= Beginning of Section =

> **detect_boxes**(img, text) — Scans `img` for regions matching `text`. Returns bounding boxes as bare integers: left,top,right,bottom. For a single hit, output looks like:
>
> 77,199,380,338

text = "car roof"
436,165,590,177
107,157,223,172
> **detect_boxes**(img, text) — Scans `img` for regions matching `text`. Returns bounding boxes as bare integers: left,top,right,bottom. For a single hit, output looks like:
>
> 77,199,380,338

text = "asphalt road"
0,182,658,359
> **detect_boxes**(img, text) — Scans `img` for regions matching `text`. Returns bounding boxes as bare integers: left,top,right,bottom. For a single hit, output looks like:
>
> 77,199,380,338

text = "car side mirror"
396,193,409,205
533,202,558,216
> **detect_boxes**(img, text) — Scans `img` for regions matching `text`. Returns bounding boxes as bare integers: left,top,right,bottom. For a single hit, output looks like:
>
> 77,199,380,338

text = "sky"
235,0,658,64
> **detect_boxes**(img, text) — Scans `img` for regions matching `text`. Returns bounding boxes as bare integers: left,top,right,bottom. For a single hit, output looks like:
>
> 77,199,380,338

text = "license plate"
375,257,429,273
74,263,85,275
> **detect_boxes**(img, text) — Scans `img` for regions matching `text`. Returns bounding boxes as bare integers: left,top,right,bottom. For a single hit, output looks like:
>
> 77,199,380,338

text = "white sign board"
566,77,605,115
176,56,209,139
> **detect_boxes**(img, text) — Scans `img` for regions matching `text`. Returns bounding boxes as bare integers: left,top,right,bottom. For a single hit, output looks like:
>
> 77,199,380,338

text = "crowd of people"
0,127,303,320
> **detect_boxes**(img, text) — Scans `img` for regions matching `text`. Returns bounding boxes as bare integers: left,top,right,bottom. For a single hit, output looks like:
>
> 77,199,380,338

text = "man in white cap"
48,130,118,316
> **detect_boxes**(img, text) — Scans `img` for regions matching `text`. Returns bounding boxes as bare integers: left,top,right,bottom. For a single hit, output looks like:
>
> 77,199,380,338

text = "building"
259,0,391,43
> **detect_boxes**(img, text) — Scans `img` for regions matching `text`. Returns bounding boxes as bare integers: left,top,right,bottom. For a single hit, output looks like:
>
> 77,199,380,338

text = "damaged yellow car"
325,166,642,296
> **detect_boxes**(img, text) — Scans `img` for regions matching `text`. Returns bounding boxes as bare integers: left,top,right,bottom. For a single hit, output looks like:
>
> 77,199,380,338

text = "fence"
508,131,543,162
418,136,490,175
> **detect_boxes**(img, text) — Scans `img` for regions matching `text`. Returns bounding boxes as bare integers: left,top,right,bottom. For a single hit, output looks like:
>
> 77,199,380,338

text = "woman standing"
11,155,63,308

= End of Section =

From the first line to the last, write out the listing exactly.

> [RESPONSE]:
> **detect_boxes**(img, text) — Scans `img` for regions matching `text`. Returns bounding boxes as bare integers: left,top,right,bottom. For a single hit, output looks like:
>
> 77,199,380,338

text = "car roof"
436,165,590,177
107,157,223,172
> **detect_boxes**(img, text) — Scans `img` for regions matching `text`. Returns bounding boxes as bare integers: left,top,right,bottom. For a single hit, output looks like:
>
> 77,199,380,338

text = "asphalt road"
0,182,658,359
> **detect_boxes**(img, text) — Scans `img` for regions matching `text`. Returns bounding boxes as bare integers: left,top,right,bottom. For a single hit, output looks like:
>
> 77,199,380,338

text = "car side mirror"
396,193,409,205
533,202,558,216
> **detect_boxes**(img, text) — Scans `img` for regions matching `text`. Returns bounding boxes as bare integers: left,top,right,bottom. For a single hit, output looks like:
>
> 77,199,380,338

text = "sky"
235,0,658,64
> **detect_boxes**(img, text) — Scans `img` for regions matching `text`. Returns bounding boxes as bare integers: left,top,right,bottom. For a single hit, output looks like:
>
> 77,199,380,338

text = "license plate"
375,257,429,273
74,263,85,275
> **detect_boxes**(img, text) — Scans `img` for regions matching `text`. Returns bounding boxes as bare integers: left,top,right,bottom. For a single hit, output looks like:
>
> 77,199,380,338

text = "white sign board"
566,77,605,115
176,56,209,139
> **detect_boxes**(img, text) — Scans `img` for regions matching `text`. Returns bounding boxes as bare integers: left,top,right,bottom. For a single hit, output looks like:
>
> 77,199,380,338

text = "crowd of people"
0,127,303,320
> **detect_boxes**(img, text) — Scans `img` for regions matching `text`. Returns bounding boxes as bare integers: left,top,right,bottom. For a single hit, output looks like:
>
> 77,199,380,338

text = "man in white cap"
48,130,118,316
> **detect_boxes**(img, text) — Scans `img` for regions matching `text`. Returns bounding boxes as bare integers: left,top,right,bottom. For a single hit, output looks like:
>
> 77,199,380,338

text = "building"
259,0,391,43
> **detect_boxes**(img, text) — Scans `img` for regions matching `text`. Returns bounding boxes as bare integers: left,top,right,bottom. For a single hit, output looks like:
>
> 77,199,380,338

text = "damaged yellow car"
325,166,642,296
> **detect_boxes**(img, text) — Scans `img` for regions matching `text`. Returns bounding boxes as bare integers: left,top,right,bottom. For a single hit, output looks like:
>
> 77,199,380,338

text = "fence"
508,131,543,162
418,136,490,175
> **detect_boxes**(img, text) — Scans `img` for regions matching `text`. Returns bounding boxes as bare integers: left,top,right,bottom. For a single hit, output looks like:
>
> 77,199,380,338

text = "woman standing"
11,155,63,308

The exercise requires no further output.